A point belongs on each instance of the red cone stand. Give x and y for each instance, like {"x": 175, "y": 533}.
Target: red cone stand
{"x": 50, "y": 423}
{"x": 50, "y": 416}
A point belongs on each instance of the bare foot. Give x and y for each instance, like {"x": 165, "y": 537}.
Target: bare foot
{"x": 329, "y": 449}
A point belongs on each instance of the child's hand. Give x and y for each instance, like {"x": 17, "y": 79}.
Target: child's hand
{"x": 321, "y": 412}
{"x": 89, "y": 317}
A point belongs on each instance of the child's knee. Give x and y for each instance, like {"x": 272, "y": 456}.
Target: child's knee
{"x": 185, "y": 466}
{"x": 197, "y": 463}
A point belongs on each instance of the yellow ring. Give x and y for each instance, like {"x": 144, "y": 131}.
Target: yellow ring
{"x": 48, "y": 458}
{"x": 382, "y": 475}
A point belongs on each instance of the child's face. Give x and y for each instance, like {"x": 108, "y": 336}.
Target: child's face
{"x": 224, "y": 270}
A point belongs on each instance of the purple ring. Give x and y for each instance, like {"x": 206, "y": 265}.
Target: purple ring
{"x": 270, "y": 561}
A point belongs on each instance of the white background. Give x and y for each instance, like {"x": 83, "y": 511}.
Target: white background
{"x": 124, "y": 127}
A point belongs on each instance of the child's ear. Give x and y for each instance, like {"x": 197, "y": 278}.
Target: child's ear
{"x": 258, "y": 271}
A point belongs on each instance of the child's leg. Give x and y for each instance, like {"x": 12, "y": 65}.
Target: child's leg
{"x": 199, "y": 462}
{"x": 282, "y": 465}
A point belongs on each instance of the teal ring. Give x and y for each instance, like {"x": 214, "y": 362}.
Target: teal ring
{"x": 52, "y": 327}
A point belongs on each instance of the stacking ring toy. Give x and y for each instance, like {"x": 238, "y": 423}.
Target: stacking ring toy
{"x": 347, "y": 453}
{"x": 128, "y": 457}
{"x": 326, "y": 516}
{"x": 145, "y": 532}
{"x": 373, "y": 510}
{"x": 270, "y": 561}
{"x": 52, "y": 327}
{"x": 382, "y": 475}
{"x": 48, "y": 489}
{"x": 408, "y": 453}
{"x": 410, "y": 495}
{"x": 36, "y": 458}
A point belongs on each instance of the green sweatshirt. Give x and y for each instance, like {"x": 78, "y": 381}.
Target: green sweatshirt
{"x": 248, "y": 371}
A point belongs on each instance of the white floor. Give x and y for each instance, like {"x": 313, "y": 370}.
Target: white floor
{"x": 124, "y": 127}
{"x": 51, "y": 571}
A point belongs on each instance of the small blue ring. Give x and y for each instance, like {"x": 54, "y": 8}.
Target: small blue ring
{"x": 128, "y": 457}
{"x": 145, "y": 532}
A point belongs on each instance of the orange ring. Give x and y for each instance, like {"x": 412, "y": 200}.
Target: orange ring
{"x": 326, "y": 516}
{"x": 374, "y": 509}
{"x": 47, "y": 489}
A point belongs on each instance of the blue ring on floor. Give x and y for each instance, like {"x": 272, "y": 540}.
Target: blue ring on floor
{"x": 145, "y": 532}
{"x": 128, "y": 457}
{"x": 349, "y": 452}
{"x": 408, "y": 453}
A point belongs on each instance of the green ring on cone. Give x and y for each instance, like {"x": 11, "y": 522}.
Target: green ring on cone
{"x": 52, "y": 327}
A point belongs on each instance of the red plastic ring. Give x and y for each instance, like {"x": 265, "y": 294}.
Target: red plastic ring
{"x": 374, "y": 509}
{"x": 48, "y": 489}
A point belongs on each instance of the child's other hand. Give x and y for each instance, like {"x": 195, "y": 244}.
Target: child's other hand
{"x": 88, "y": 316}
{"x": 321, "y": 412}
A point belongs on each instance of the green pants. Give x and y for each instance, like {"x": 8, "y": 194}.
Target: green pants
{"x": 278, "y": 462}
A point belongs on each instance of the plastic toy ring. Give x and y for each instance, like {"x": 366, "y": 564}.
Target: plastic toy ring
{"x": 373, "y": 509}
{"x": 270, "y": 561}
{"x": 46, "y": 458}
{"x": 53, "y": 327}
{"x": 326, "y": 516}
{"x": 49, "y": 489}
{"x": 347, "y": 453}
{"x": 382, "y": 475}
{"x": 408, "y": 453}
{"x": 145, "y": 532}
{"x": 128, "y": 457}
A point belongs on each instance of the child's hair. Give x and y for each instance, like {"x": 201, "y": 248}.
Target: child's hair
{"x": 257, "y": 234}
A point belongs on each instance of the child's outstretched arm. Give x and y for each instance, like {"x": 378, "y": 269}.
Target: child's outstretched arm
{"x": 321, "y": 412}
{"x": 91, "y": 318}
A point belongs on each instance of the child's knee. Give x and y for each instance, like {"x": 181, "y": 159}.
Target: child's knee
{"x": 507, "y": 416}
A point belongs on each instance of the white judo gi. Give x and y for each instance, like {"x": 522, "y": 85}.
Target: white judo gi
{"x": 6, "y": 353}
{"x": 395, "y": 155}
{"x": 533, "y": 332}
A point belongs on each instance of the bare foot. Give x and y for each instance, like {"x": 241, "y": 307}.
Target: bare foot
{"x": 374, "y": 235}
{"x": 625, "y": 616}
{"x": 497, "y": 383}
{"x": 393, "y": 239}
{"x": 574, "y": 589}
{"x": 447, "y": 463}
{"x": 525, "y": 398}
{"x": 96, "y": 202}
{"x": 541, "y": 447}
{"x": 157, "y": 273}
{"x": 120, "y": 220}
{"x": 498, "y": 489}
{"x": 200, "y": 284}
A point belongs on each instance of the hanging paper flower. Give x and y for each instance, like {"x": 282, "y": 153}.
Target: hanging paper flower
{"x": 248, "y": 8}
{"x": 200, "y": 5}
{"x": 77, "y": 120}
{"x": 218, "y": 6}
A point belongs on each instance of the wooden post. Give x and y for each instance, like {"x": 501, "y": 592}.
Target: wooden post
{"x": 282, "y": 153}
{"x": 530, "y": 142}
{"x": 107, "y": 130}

Goal - Rewrite all of the records above, changing every "instance" to "occurrence" and leaving everything else unchanged.

Written response -
A point belongs on each occurrence of the red cone stand. Give x and y for each occurrence, like {"x": 175, "y": 533}.
Target: red cone stand
{"x": 50, "y": 423}
{"x": 50, "y": 416}
A point belongs on each occurrence of the bare foot. Give x and y for each occurrence, like {"x": 165, "y": 537}.
Target: bare foot
{"x": 329, "y": 449}
A point belongs on each occurrence of the child's hand. Give x and y for each occurrence, like {"x": 17, "y": 79}.
Target: child's hand
{"x": 321, "y": 412}
{"x": 89, "y": 317}
A point belongs on each occurrence of the child's knee. Give x and y for each occurrence, like {"x": 272, "y": 456}.
Target: child's knee
{"x": 185, "y": 466}
{"x": 197, "y": 463}
A point belongs on each occurrence of the yellow ring. Give x and y for each occurrence, like {"x": 144, "y": 131}.
Target: yellow ring
{"x": 48, "y": 458}
{"x": 382, "y": 475}
A point belongs on each occurrence of the child's face. Give x and y for each occurrence, like {"x": 108, "y": 336}.
Target: child's face
{"x": 224, "y": 270}
A point belongs on each occurrence of the purple ring. Give x and y for each occurrence, like {"x": 206, "y": 265}.
Target: purple ring
{"x": 270, "y": 561}
A point belongs on each occurrence of the white background. Give x and y for each occurrence, like {"x": 83, "y": 511}.
Target: white background
{"x": 124, "y": 127}
A point belongs on each occurrence of the child's ear. Give x and y for each occurrence, like {"x": 197, "y": 278}.
Target: child's ear
{"x": 258, "y": 271}
A point belongs on each occurrence of the child's leg. Give x and y for each occurrence, like {"x": 12, "y": 65}.
Target: child's leg
{"x": 199, "y": 462}
{"x": 282, "y": 465}
A point belongs on each occurrence of the teal ring. Give x and y for each occurrence, like {"x": 214, "y": 362}.
Target: teal ring
{"x": 52, "y": 327}
A point belongs on each occurrence of the stacking ring toy. Give x and y for each occurrence, like {"x": 238, "y": 423}.
Target: stacking ring toy
{"x": 347, "y": 453}
{"x": 128, "y": 457}
{"x": 326, "y": 516}
{"x": 145, "y": 532}
{"x": 373, "y": 510}
{"x": 270, "y": 561}
{"x": 52, "y": 327}
{"x": 382, "y": 475}
{"x": 48, "y": 489}
{"x": 408, "y": 453}
{"x": 410, "y": 495}
{"x": 36, "y": 458}
A point belongs on each occurrence of the green sweatshirt. Give x and y for each occurrence, like {"x": 78, "y": 381}.
Target: green sweatshirt
{"x": 248, "y": 371}
A point belongs on each occurrence of the white floor. Give x and y for each occurrence, like {"x": 313, "y": 370}.
Target: white floor
{"x": 124, "y": 127}
{"x": 51, "y": 571}
A point belongs on each occurrence of the small blue ring. Give x and y for each occurrence, like {"x": 54, "y": 8}.
Target: small blue ring
{"x": 128, "y": 457}
{"x": 145, "y": 532}
A point belongs on each occurrence of the orange ring. Give x and y for each occurrence, like {"x": 412, "y": 200}.
Target: orange ring
{"x": 326, "y": 516}
{"x": 374, "y": 509}
{"x": 47, "y": 489}
A point belongs on each occurrence of the blue ring on floor. Give x and y for each occurrence, like {"x": 272, "y": 540}.
Target: blue ring on floor
{"x": 145, "y": 532}
{"x": 128, "y": 457}
{"x": 349, "y": 452}
{"x": 408, "y": 453}
A point belongs on each occurrence of the green ring on cone. Give x and y for each occurrence, like {"x": 11, "y": 522}.
Target: green ring on cone
{"x": 52, "y": 327}
A point belongs on each occurrence of the red plastic ring. Give x and y for each occurrence, like {"x": 265, "y": 294}.
Target: red plastic ring
{"x": 374, "y": 509}
{"x": 48, "y": 489}
A point belongs on each occurrence of the child's other hand. Give x and y for each occurrence, like {"x": 195, "y": 244}.
Target: child's other hand
{"x": 88, "y": 316}
{"x": 321, "y": 412}
A point belongs on each occurrence of the green pants. Give x and y for each occurrence, like {"x": 8, "y": 194}.
Target: green pants
{"x": 278, "y": 462}
A point belongs on each occurrence of the plastic toy ring. Give x and y for each occurrence, like {"x": 366, "y": 564}.
Target: plastic toy ring
{"x": 373, "y": 509}
{"x": 270, "y": 561}
{"x": 46, "y": 458}
{"x": 53, "y": 327}
{"x": 326, "y": 516}
{"x": 49, "y": 489}
{"x": 347, "y": 453}
{"x": 382, "y": 475}
{"x": 408, "y": 453}
{"x": 145, "y": 532}
{"x": 128, "y": 457}
A point belongs on each occurrence of the child's hair. Give x and y for each occurrence, like {"x": 201, "y": 248}.
Target: child's hair
{"x": 257, "y": 234}
A point belongs on each occurrence of the child's outstretched arm. Give x and y for each occurrence, like {"x": 378, "y": 269}.
Target: child's outstretched arm
{"x": 321, "y": 412}
{"x": 91, "y": 318}
A point belongs on each occurrence of the child's knee. Give x and y for each occurrence, like {"x": 181, "y": 159}.
Target: child's knee
{"x": 507, "y": 416}
A point belongs on each occurrence of the white judo gi. Give x and y for each occurrence, like {"x": 522, "y": 85}.
Target: white judo gi
{"x": 6, "y": 353}
{"x": 395, "y": 155}
{"x": 533, "y": 332}
A point belongs on each occurrence of the bare foot. Give x and y for each occurrence, like {"x": 241, "y": 307}.
Target: bare foot
{"x": 374, "y": 235}
{"x": 625, "y": 616}
{"x": 497, "y": 383}
{"x": 393, "y": 239}
{"x": 574, "y": 589}
{"x": 447, "y": 463}
{"x": 525, "y": 398}
{"x": 96, "y": 202}
{"x": 541, "y": 447}
{"x": 157, "y": 273}
{"x": 120, "y": 220}
{"x": 498, "y": 489}
{"x": 200, "y": 284}
A point belongs on each occurrence of the hanging paper flower. Give x and y for each occurrence, like {"x": 282, "y": 153}.
Target: hanging paper flower
{"x": 248, "y": 8}
{"x": 200, "y": 5}
{"x": 77, "y": 120}
{"x": 218, "y": 6}
A point belongs on each occurrence of the wooden post. Give x and y for each occurrence, like {"x": 501, "y": 592}.
Target: wooden post
{"x": 282, "y": 153}
{"x": 530, "y": 142}
{"x": 107, "y": 130}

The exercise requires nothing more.